» **Exercise details**:
Return the listing word for word, as given.

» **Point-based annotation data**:
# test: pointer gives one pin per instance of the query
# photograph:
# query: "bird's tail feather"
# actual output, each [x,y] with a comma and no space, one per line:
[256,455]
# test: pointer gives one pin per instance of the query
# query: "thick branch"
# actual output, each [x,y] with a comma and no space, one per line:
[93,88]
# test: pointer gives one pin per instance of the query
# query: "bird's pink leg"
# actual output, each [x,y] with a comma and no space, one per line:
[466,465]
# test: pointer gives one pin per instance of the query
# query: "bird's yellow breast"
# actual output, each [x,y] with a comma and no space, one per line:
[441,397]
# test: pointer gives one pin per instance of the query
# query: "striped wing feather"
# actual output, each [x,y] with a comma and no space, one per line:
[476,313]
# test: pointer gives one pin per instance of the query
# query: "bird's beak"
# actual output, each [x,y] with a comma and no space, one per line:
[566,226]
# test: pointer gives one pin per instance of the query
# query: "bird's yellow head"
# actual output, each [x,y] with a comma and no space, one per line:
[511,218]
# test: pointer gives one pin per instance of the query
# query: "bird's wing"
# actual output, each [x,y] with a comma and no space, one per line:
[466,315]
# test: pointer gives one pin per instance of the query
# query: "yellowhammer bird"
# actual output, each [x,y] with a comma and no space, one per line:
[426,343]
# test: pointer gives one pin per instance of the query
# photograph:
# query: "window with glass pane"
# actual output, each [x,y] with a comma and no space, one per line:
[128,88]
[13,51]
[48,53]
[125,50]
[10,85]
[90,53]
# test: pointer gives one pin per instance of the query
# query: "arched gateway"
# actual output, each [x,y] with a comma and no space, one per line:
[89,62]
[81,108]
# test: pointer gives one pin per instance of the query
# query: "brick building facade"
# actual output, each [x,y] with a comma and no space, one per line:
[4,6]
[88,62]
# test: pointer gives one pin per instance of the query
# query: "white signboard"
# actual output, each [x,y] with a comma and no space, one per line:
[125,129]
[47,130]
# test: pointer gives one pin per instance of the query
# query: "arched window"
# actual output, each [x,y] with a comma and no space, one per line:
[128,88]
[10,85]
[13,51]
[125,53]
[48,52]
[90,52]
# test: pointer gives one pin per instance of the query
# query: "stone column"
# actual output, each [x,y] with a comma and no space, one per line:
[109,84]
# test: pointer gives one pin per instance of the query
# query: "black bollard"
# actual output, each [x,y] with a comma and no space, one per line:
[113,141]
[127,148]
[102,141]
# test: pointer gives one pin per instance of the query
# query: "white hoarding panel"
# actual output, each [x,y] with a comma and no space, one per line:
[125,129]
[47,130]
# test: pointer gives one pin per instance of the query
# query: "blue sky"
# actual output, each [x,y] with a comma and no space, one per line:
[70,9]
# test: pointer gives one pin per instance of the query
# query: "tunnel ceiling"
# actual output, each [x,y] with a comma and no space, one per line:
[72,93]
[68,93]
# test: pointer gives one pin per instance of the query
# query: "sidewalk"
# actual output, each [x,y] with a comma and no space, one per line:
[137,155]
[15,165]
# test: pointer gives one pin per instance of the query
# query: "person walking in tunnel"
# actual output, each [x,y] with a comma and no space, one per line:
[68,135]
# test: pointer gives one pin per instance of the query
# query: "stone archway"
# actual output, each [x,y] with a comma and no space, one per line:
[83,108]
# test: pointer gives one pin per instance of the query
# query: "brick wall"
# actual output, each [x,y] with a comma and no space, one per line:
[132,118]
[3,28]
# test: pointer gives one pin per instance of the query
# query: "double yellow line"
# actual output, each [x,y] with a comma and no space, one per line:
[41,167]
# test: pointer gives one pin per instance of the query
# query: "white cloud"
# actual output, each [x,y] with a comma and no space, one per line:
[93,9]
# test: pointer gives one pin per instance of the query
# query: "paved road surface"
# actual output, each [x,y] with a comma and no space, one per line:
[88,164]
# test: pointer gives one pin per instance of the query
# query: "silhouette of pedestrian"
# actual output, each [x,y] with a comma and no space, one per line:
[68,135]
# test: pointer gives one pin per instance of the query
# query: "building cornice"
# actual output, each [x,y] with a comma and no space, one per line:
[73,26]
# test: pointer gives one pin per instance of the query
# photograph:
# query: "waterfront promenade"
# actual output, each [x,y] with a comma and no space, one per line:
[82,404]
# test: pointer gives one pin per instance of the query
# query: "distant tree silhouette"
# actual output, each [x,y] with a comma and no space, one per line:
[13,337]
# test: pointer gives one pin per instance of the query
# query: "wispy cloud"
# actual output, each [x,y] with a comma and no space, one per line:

» **Full output**:
# test: pointer gives one pin per instance of the query
# photograph:
# query: "bird's tail feather"
# actual output, each [x,y] with a comma and no space, one per line:
[256,455]
# test: pointer gives one pin per instance of the query
# query: "thick branch"
# actual output, each [x,y] with a comma and no space, one per line:
[93,88]
# test: pointer gives one pin per instance of the query
# query: "bird's pink leg"
# actual output, each [x,y] with a comma and no space, one per line:
[466,465]
# test: pointer gives one pin per instance of the query
# query: "bird's yellow breast"
# actual output, each [x,y] with a comma and no space, one per line:
[441,397]
# test: pointer gives one pin per instance of the query
# query: "striped wing feather"
# actual output, each [x,y] with a comma and no space, one per line:
[476,313]
# test: pointer gives one pin per instance of the query
# query: "bird's beak"
# actual output, each [x,y] with a comma and no space, one per line:
[566,226]
# test: pointer gives one pin per instance of the query
# query: "bird's yellow head"
# actual output, each [x,y] with a comma and no space, one per line:
[511,218]
# test: pointer gives one pin per instance of the query
# query: "bird's wing"
# actual output, each [x,y] with a comma and no space, one per line:
[466,315]
# test: pointer gives one pin per instance of the query
# query: "yellowhammer bird"
# actual output, each [x,y] with a comma and no space, one per line:
[426,343]
# test: pointer gives one pin per instance of the query
# photograph:
# query: "window with glass pane"
# actual output, each [x,y] with a comma and no space, one per line:
[128,88]
[13,51]
[48,53]
[125,50]
[10,85]
[90,53]
# test: pointer gives one pin per instance of the query
# query: "arched gateway"
# actual output, each [x,y] with a comma and no space, one per line:
[89,62]
[81,108]
# test: pointer gives one pin per instance of the query
# query: "brick building facade"
# actual output, each [x,y] with a comma and no space, one per line:
[4,6]
[88,62]
# test: pointer gives one pin per instance of the query
# query: "white signboard"
# actual output, each [x,y] with a comma and no space, one per line:
[125,129]
[47,130]
# test: pointer gives one pin per instance of the query
# query: "arched window"
# actual output, each [x,y] with a comma and no space, one per line:
[128,88]
[10,85]
[13,51]
[125,53]
[48,52]
[90,52]
# test: pointer gives one pin per instance of the query
# query: "stone column"
# actual output, each [x,y] with a comma and no space, one per line:
[109,84]
# test: pointer gives one pin per instance of the query
# query: "black bollard"
# actual output, each [x,y] with a comma and no space, one per line:
[113,141]
[127,148]
[102,141]
# test: pointer gives one pin per instance of the query
# query: "white hoarding panel"
# actual output, each [x,y] with a comma and no space, one per line:
[125,129]
[47,130]
# test: pointer gives one pin per instance of the query
# query: "blue sky"
# actual output, each [x,y] with a comma and no space, one per line:
[70,9]
# test: pointer gives one pin per instance of the query
# query: "tunnel ceiling"
# actual output, each [x,y] with a comma and no space, one per line:
[72,93]
[68,93]
# test: pointer gives one pin per instance of the query
# query: "sidewalk"
# actual output, each [x,y] with a comma and no space, one per line:
[137,155]
[15,165]
# test: pointer gives one pin per instance of the query
# query: "person walking in tunnel"
# actual output, each [x,y] with a comma and no space, one per line:
[68,135]
# test: pointer gives one pin per instance of the query
# query: "stone archway"
# actual output, each [x,y] with a comma and no space, one per line:
[83,108]
# test: pointer gives one pin per instance of the query
# query: "brick wall"
# actual output, each [x,y] with a comma and no space, one per line:
[132,118]
[3,28]
# test: pointer gives one pin per instance of the query
# query: "double yellow line"
# actual output, each [x,y] with a comma and no space, one per line:
[41,167]
# test: pointer gives one pin per instance of the query
# query: "white cloud"
# actual output, each [x,y] with a comma and no space, one per line:
[93,9]
# test: pointer gives one pin per instance of the query
# query: "paved road surface"
# actual output, each [x,y] with a comma and no space, one per line:
[88,164]
# test: pointer gives one pin per instance of the query
# query: "silhouette of pedestrian"
# actual output, each [x,y] with a comma and no space, one per line:
[68,135]
# test: pointer gives one pin per instance of the query
# query: "building cornice"
# actual output, each [x,y] with a comma and no space, one per line:
[73,26]
# test: pointer gives one pin per instance of the query
# photograph:
# query: "waterfront promenade"
# actual output, each [x,y] with a comma and no space, one per line:
[82,404]
# test: pointer gives one pin per instance of the query
# query: "distant tree silhouette"
# actual output, each [x,y] with a comma and no space, one per line:
[13,337]
# test: pointer gives one pin per instance of the query
# query: "wispy cloud"
# actual output, each [x,y] with a comma and no space, one per line:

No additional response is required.